[Coordinate labeling data]
>>

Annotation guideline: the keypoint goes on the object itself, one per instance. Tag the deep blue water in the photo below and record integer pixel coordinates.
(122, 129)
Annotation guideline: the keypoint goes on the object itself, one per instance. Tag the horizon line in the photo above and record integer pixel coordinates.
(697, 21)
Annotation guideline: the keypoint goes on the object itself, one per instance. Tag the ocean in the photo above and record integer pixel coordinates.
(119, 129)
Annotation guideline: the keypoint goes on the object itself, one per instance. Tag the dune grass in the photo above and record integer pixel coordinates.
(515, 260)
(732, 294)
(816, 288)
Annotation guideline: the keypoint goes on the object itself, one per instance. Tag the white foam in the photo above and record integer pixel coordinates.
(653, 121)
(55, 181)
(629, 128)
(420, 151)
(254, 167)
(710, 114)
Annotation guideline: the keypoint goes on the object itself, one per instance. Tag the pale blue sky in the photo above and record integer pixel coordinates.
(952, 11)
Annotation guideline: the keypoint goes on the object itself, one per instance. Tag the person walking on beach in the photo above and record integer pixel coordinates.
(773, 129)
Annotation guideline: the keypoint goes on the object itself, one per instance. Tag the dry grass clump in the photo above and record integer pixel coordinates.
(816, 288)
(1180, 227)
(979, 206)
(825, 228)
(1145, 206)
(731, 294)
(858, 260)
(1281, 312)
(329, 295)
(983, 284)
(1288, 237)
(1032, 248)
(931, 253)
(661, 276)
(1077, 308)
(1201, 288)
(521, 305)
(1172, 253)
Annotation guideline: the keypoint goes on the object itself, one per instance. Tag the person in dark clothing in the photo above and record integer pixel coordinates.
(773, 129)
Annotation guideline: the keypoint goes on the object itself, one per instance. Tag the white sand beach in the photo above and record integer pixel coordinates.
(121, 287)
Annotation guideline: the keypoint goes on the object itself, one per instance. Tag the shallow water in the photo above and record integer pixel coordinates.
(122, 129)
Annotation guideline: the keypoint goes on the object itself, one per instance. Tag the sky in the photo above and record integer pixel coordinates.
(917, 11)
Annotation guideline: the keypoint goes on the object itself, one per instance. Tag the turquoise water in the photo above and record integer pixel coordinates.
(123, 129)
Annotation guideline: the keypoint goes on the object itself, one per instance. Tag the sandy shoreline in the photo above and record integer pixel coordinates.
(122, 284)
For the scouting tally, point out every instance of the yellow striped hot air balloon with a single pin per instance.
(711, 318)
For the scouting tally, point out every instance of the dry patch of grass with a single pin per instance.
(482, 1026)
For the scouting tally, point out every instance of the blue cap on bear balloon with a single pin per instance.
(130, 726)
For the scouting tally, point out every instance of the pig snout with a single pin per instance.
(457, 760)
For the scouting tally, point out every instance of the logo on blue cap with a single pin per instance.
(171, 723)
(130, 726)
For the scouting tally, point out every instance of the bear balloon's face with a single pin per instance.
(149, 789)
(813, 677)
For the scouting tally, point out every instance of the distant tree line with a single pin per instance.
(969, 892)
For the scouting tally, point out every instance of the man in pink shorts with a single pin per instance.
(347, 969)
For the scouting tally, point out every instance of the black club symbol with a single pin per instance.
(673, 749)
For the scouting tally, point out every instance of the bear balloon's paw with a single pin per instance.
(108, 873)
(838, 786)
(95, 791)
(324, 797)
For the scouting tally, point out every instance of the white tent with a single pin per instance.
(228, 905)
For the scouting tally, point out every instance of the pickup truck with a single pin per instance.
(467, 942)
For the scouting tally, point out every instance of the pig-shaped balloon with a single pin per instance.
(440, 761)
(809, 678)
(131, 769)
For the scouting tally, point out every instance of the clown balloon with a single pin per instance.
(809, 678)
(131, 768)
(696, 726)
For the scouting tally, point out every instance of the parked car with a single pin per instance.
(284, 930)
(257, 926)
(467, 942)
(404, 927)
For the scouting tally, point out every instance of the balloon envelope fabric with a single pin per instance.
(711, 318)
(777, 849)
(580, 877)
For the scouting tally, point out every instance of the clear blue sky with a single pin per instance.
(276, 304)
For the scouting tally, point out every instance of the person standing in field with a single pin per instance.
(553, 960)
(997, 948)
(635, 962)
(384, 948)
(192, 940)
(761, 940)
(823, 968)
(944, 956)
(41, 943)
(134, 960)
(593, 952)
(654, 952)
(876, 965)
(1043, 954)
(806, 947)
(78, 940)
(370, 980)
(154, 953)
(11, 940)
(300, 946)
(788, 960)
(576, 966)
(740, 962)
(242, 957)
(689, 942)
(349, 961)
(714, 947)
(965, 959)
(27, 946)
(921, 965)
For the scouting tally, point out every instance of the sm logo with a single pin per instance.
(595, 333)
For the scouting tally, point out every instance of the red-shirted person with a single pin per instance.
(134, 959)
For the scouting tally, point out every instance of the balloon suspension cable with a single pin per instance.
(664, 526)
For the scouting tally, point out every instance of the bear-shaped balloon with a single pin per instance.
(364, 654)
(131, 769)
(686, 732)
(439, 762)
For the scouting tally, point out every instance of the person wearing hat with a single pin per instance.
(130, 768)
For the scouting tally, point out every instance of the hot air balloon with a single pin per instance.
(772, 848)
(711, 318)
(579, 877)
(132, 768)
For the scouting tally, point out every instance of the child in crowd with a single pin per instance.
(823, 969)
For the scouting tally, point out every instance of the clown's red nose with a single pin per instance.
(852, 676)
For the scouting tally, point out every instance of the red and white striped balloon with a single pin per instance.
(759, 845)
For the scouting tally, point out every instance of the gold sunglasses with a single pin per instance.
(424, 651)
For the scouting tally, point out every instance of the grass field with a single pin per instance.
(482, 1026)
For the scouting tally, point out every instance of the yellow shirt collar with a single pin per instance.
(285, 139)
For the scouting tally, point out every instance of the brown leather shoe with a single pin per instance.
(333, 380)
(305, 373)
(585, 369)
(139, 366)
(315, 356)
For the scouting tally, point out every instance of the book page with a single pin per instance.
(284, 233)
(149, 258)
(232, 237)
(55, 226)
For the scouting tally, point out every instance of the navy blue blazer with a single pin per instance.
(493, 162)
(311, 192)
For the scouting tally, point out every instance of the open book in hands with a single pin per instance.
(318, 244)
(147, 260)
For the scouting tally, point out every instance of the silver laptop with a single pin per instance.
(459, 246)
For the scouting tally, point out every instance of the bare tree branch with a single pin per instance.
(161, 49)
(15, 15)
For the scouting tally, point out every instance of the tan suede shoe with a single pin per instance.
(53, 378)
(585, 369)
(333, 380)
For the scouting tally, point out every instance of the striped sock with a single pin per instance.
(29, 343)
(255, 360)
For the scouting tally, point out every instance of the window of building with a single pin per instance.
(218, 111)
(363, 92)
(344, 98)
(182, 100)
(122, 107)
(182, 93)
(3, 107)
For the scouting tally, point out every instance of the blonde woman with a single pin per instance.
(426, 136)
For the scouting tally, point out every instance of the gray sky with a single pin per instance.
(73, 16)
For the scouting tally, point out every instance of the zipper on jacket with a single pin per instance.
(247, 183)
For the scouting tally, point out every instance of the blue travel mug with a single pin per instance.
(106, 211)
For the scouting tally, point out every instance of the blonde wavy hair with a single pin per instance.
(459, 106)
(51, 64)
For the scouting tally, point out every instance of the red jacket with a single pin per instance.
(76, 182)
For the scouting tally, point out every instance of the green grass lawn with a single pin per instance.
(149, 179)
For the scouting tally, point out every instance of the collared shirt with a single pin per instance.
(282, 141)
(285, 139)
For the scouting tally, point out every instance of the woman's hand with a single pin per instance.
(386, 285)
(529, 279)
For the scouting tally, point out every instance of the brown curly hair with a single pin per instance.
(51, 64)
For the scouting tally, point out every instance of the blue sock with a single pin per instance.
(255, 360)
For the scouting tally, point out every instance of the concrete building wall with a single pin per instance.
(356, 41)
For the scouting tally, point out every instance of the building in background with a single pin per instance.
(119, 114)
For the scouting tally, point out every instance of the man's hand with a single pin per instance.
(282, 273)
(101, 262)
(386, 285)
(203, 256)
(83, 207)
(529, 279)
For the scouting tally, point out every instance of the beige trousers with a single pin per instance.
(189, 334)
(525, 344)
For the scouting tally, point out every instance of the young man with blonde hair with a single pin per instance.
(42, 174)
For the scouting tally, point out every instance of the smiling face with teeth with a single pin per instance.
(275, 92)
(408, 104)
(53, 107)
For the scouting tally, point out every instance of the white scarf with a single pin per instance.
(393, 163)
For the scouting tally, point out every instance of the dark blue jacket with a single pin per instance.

<<

* WORK TO DO
Each line from the one containing "For the scouting tally, point out every instance of the collared" to the end of the listing above should be copied exactly, and nothing else.

* EXERCISE RESULT
For the scouting tally, point out every instance of the collared shirt with a single pin per instance.
(282, 141)
(285, 139)
For the scouting tally, point out every instance of the woman's hand with a single pin per instance.
(386, 285)
(529, 279)
For the scouting tally, point out every instance of the brown curly hair with a single pin per instance.
(51, 64)
For the scouting tally, point out every instance of the blue sock with a single pin per instance.
(255, 360)
For the scouting tally, point out every instance of the concrete building wall with a single pin per instance.
(356, 41)
For the scouting tally, point out every instance of the building in background with a single pin per instance.
(119, 114)
For the scouting tally, point out every instance of the man's hand with a single pin per instance.
(282, 273)
(101, 262)
(386, 285)
(203, 256)
(83, 207)
(529, 279)
For the scouting tally, point out every instance of the beige trousers with a single pin per instance.
(189, 334)
(525, 344)
For the scouting tally, point out every instance of the young man with blonde hair with a single pin per instance.
(42, 174)
For the scouting tally, point out every instance of the smiling face with teeth with a single pin per instance.
(275, 92)
(408, 104)
(53, 107)
For the scouting tally, point out every instance of the white scarf with a single pin per instance.
(393, 163)
For the scouting tally, point out every instance of the dark blue jacket with a single pin per instance.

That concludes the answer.